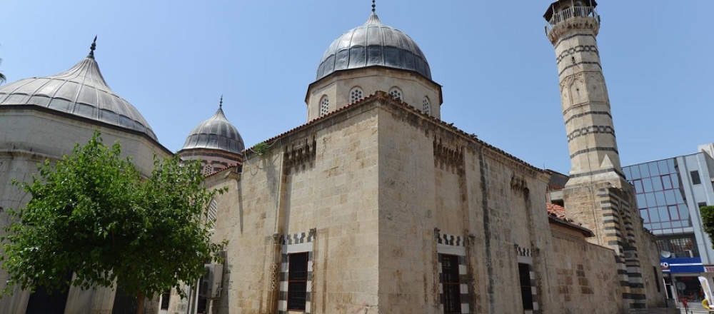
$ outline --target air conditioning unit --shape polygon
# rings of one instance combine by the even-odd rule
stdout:
[[[223,280],[223,264],[205,264],[206,274],[201,278],[198,295],[206,299],[221,298],[221,282]]]

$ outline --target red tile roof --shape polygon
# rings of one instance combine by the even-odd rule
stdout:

== What the task asks ==
Arrange every line of the records above as a numbered list, skipping blank lines and leaving out the pictures.

== Correct output ==
1. $ outline --target air conditioning unit --shape polygon
2. # rings of one instance combine by the even-odd rule
3. stdout:
4. [[[223,280],[223,264],[205,264],[206,274],[201,278],[198,295],[206,299],[221,298],[221,282]]]
5. $ outline --target red tile roof --shape polygon
6. # rings of one instance combine by the even-odd rule
7. stdout:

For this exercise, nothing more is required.